## Goal of the exercise
Type the entries out once more. Match them exactly.

Dataset entries
───

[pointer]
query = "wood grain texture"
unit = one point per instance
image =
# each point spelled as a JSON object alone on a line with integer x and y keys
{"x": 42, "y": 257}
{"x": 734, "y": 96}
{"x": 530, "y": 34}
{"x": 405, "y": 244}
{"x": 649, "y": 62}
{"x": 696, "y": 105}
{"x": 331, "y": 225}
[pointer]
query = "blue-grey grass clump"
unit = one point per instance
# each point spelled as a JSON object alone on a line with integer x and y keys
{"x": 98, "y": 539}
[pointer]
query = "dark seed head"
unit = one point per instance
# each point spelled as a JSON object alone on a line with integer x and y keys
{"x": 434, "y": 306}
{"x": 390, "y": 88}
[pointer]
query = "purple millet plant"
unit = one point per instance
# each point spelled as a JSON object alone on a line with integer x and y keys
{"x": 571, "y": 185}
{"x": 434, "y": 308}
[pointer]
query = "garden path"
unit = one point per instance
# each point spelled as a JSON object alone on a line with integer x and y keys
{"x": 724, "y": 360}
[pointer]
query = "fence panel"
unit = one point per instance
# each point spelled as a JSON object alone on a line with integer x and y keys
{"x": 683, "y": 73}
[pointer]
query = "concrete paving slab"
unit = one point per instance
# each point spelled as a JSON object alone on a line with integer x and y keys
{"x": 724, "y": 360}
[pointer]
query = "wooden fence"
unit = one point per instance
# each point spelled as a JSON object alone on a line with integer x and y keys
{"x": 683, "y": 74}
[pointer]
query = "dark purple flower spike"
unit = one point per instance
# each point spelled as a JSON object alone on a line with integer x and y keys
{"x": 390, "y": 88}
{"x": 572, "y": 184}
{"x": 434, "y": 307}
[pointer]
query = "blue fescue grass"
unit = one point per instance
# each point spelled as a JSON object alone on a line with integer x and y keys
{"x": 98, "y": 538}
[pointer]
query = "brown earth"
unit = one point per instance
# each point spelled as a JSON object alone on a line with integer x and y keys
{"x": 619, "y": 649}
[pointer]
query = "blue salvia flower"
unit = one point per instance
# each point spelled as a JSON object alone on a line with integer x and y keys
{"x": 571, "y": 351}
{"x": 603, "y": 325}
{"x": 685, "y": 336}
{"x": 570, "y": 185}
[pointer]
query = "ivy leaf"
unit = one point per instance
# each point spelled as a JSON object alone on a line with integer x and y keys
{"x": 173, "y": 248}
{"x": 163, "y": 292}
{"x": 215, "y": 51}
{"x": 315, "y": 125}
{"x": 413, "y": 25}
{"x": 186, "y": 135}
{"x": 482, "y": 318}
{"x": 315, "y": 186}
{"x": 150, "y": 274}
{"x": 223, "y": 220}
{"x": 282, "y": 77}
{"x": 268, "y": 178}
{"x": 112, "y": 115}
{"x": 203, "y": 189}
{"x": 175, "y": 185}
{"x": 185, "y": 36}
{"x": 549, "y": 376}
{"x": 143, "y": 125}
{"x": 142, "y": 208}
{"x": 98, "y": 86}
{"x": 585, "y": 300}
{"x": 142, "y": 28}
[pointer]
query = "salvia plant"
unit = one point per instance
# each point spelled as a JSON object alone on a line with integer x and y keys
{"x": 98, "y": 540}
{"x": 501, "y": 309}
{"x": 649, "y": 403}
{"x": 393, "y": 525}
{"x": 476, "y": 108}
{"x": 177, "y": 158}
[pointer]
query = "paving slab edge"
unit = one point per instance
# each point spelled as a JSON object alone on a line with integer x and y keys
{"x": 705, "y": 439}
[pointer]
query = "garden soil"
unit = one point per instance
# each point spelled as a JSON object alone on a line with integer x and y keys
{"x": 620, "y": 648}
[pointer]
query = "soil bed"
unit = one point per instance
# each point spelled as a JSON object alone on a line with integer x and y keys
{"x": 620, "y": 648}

───

## Exercise result
[pointer]
query = "wood grain texture"
unit = one point per instance
image =
# each point spelled as a JSON object alone on a line with integer x and y keys
{"x": 42, "y": 257}
{"x": 734, "y": 96}
{"x": 530, "y": 34}
{"x": 405, "y": 244}
{"x": 649, "y": 62}
{"x": 696, "y": 105}
{"x": 331, "y": 225}
[pointer]
query = "blue-grey grass clump"
unit = one point per instance
# each point spelled as a JSON object alone on a line with integer x and y keys
{"x": 98, "y": 539}
[pointer]
query = "dark seed head"
unit = one point per instance
# each point spelled as a JSON object alone on a line with integer x and y keys
{"x": 434, "y": 306}
{"x": 390, "y": 88}
[pointer]
query = "purple millet plant"
unit = one point per instance
# each point spelled as a JSON object alone on a line with integer x and y keys
{"x": 571, "y": 185}
{"x": 434, "y": 308}
[pointer]
query = "garden path"
unit = one point per instance
# each point spelled as a JSON object alone on a line with integer x and y keys
{"x": 724, "y": 360}
[pointer]
query = "fence panel"
unit = one point per instance
# each point spelled as a JSON object alone on a line with integer x and y keys
{"x": 683, "y": 73}
[pointer]
query = "concrete paving slab"
unit = one point per instance
# each point spelled as a JSON object alone on a line with integer x and y keys
{"x": 724, "y": 360}
[pointer]
query = "wooden fence"
unit = one point per instance
# each point spelled as a JSON object alone on a line with integer x and y keys
{"x": 683, "y": 74}
[pointer]
query = "dark purple flower spike"
unit = one point per instance
# each point spelled as a JSON object alone on a line with integer x and y keys
{"x": 390, "y": 88}
{"x": 572, "y": 184}
{"x": 434, "y": 307}
[pointer]
query = "blue fescue grass"
unit = one point per instance
# each point spelled as a JSON object alone on a line with integer x and y keys
{"x": 98, "y": 538}
[pointer]
query = "brown earth"
unit = one point per instance
# each point spelled as a JSON object alone on a line with integer x and y keys
{"x": 619, "y": 649}
[pointer]
query = "blue salvia flower"
unit = one point per instance
# each point spelled as a JSON object alone on a line with integer x and y keys
{"x": 571, "y": 351}
{"x": 603, "y": 325}
{"x": 685, "y": 336}
{"x": 570, "y": 185}
[pointer]
query = "ivy leaf"
unit = one point per instance
# each point spelled as a JSON object alone on a line with integer x and y keys
{"x": 173, "y": 248}
{"x": 163, "y": 292}
{"x": 215, "y": 51}
{"x": 315, "y": 125}
{"x": 413, "y": 25}
{"x": 186, "y": 135}
{"x": 482, "y": 318}
{"x": 315, "y": 186}
{"x": 150, "y": 274}
{"x": 223, "y": 220}
{"x": 282, "y": 77}
{"x": 268, "y": 178}
{"x": 112, "y": 115}
{"x": 203, "y": 189}
{"x": 175, "y": 185}
{"x": 185, "y": 36}
{"x": 549, "y": 376}
{"x": 143, "y": 125}
{"x": 142, "y": 208}
{"x": 98, "y": 86}
{"x": 585, "y": 300}
{"x": 142, "y": 28}
[pointer]
query = "salvia plant"
unit = one point per instance
# each point spelled as a JSON object alone on a line with integer x and y keys
{"x": 98, "y": 540}
{"x": 501, "y": 309}
{"x": 649, "y": 403}
{"x": 393, "y": 525}
{"x": 476, "y": 108}
{"x": 177, "y": 158}
[pointer]
query = "paving slab edge"
unit = one point per instance
# each point spelled as a JSON object alone on a line with integer x and y keys
{"x": 705, "y": 439}
[pointer]
query = "garden soil"
unit = one point per instance
# each point spelled as a JSON object alone on a line with integer x and y keys
{"x": 620, "y": 648}
[pointer]
query = "soil bed"
unit = one point per instance
# each point spelled as a JSON object alone on a line with integer x and y keys
{"x": 620, "y": 648}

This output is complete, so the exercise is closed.